Yep. It will snap the hinge quickly and you can also direct your snipe cut in the direction of a swing to get it jumping more in that direction. It looks a little like he is doing that in the pic. The snipe is pointing a little more to his left. I used one yesterday with a walking dutchman. Dead elm was shaped like a question mark and leaning toward a cherry. Got the butt to walk around the stump and around the cherry to the hole where I wanted it.


----------



## tramp bushler (Jan 19, 2010)

.. Snipes are handy when on steepish ground when you want a little help keeing the top up the hill and the bottom too slip down the hill where the tree will lay more level so it can be limbed and bucked safely and so your timber lays along the hill or draw instead of up and down the hill ...........Cody cut for the helicopters so he didn,t have the luxury of being an Alaskan ( AIR SCALER ) 
..... He had to be able to limb and buck and do a real good job with his wood ....
.
. Bushlin for a yarder , tho any half decent cutter makes sure his bucks will clean off if at all possible , We didn,t need to be as intense on shining up the logs ...Thats why the chaser has a saw on the landing !!!!.
.
.


----------



## isaaccarlson (Jan 19, 2010)

*just listening to you guys talk make me want to go out and drop some timber.....*

KNOCK IT OFF.....LOL


----------



## tramp bushler (Jan 19, 2010)

isaaccarlson said:


> KNOCK IT OFF.....LOL



Thats , ( FALL) some timber !! It,s a west coast thing .......
.
════
DIRECTIONS —
• a. In the tree-felling thread, what was the dead elm leaning toward?
• b. From the listing, retype the lines between the one holding "If you could pin the shower door" and the one holding "column 340, row 88", inclusive. Leave the pictures out.

Pointing records —
════
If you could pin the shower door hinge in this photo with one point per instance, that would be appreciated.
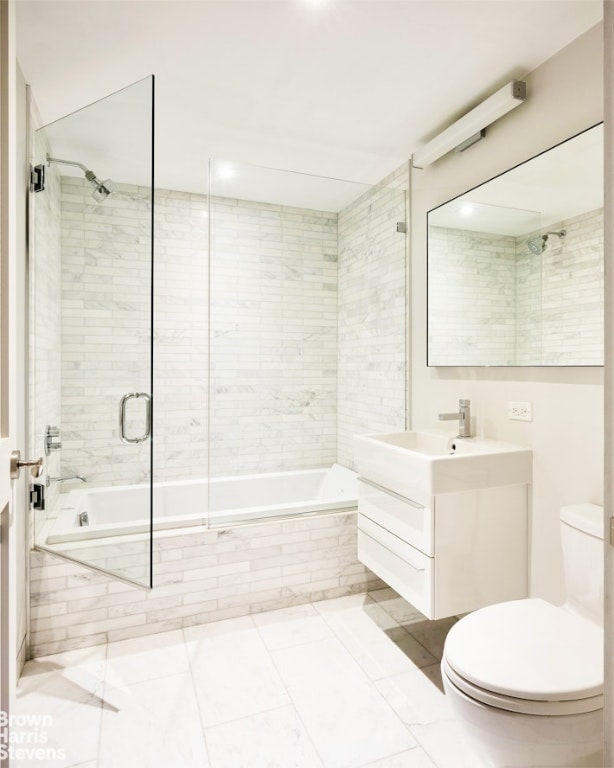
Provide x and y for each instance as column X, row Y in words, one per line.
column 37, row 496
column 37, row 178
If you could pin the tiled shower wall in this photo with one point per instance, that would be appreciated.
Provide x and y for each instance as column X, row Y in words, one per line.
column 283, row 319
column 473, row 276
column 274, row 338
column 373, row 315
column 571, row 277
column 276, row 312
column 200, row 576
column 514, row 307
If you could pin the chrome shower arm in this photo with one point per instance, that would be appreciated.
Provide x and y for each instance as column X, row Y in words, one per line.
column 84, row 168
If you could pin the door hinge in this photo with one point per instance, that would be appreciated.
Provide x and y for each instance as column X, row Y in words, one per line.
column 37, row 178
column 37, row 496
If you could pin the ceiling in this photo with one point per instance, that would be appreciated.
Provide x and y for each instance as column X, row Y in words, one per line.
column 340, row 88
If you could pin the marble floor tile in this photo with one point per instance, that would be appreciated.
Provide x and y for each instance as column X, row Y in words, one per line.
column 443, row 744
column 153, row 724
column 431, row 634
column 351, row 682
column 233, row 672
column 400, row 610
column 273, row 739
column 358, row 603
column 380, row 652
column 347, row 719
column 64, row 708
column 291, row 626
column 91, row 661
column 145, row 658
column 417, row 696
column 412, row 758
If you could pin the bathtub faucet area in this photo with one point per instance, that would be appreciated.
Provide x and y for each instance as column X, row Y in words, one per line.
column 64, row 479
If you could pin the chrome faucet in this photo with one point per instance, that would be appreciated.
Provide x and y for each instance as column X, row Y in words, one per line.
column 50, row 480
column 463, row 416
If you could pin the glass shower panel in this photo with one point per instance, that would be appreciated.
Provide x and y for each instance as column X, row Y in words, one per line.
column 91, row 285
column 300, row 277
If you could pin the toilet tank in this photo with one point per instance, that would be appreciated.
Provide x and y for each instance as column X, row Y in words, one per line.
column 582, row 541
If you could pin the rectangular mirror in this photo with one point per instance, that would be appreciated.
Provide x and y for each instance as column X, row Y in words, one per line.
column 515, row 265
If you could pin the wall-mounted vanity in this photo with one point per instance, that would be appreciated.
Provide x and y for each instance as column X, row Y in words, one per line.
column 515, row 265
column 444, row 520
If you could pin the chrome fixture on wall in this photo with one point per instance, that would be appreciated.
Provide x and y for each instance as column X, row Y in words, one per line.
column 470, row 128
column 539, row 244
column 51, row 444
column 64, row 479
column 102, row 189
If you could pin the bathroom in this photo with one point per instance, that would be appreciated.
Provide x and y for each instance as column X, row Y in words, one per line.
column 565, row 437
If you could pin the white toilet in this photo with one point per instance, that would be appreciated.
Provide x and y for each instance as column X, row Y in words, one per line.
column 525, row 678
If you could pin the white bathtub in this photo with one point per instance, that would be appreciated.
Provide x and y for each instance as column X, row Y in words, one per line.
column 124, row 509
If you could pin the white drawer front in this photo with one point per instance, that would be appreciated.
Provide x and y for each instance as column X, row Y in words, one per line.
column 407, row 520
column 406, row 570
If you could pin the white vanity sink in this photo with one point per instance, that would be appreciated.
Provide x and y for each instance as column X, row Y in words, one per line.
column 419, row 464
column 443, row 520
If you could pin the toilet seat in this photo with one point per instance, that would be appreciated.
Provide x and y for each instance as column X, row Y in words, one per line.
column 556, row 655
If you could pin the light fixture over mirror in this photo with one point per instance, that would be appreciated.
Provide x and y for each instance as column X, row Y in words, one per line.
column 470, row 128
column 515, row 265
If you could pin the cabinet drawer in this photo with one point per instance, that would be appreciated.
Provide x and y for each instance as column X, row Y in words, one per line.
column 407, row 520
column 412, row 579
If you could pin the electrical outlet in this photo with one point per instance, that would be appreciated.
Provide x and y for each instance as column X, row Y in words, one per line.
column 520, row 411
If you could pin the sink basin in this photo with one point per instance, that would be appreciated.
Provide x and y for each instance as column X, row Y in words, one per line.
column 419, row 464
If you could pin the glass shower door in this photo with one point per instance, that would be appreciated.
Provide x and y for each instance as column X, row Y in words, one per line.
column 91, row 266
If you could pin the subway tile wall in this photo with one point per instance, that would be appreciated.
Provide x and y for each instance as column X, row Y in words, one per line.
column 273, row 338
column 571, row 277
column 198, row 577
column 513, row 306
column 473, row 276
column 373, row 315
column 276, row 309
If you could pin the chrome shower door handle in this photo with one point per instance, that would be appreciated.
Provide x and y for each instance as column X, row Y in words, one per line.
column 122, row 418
════
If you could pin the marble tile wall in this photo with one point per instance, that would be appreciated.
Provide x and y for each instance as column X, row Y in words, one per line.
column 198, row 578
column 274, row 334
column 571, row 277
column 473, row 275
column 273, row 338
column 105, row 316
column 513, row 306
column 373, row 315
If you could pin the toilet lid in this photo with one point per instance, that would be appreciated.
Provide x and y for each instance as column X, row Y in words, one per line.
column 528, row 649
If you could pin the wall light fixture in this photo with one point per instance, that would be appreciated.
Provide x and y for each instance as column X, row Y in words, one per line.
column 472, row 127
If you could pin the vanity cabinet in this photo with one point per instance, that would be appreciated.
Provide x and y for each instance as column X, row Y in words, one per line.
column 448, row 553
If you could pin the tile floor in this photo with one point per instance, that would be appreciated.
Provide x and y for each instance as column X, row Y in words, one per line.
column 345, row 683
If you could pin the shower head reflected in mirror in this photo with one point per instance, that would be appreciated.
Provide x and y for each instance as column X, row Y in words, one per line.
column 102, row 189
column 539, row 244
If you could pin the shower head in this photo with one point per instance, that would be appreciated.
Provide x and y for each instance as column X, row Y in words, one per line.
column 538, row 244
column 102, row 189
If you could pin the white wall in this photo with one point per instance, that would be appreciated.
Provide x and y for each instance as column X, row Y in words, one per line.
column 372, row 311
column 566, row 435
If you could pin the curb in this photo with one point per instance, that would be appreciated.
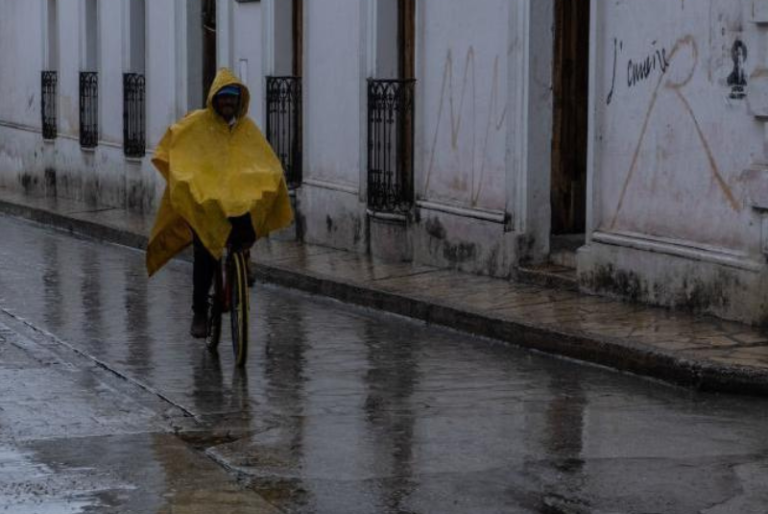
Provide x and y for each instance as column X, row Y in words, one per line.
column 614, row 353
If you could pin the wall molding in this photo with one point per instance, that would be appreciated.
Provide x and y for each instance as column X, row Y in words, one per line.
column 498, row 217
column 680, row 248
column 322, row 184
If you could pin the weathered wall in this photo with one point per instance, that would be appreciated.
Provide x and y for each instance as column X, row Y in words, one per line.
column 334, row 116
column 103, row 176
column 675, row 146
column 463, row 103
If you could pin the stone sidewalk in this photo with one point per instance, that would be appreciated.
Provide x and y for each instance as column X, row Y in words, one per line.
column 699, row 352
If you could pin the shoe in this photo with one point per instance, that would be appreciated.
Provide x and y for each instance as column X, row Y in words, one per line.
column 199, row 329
════
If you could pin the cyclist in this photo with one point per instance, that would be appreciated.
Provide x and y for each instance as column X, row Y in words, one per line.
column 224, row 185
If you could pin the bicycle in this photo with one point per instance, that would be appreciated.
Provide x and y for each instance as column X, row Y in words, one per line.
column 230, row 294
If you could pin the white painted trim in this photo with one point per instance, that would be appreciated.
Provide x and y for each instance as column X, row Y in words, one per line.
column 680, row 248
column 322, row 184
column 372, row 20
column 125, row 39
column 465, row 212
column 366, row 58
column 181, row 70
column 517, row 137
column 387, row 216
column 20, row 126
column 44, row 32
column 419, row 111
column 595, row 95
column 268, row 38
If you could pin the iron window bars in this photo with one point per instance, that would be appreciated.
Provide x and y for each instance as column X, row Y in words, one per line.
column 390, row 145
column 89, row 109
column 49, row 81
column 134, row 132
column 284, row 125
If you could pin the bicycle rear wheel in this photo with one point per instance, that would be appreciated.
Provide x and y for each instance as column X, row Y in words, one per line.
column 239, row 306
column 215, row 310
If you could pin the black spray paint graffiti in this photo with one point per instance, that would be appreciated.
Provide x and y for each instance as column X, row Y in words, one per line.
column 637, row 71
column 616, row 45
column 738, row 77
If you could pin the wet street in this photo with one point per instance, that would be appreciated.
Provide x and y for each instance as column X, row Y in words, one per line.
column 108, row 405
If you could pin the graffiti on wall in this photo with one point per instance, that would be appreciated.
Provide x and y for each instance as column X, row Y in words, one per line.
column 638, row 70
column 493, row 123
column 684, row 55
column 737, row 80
════
RESPONSES TO THE TASKS —
• a. A cherry.

• b.
If you could pin the shower door hinge in this photo with one point per instance, that would be appreciated.
Provide x and y for each instance as column X, row Y in words, one per line.
column 37, row 496
column 37, row 178
If you could pin the tiled shower wall in this photo with one point per instance, that would be appreciated.
Provide x and y for each instance as column X, row Y in words, one per line.
column 283, row 319
column 473, row 276
column 274, row 338
column 373, row 315
column 571, row 277
column 276, row 312
column 200, row 576
column 514, row 307
If you could pin the chrome shower arm in this photo with one point per instance, that would be appreciated.
Provide x and y for each instance as column X, row Y in words, one per line.
column 84, row 168
If you could pin the door hinge in this photo with one point per instance, that would be appreciated.
Provide x and y for each instance as column X, row Y in words, one per line.
column 37, row 178
column 37, row 496
If you could pin the ceiling in this photo with one point per instance, that would be appreciated.
Provide x and y for each instance as column X, row Y in words, one per line.
column 340, row 88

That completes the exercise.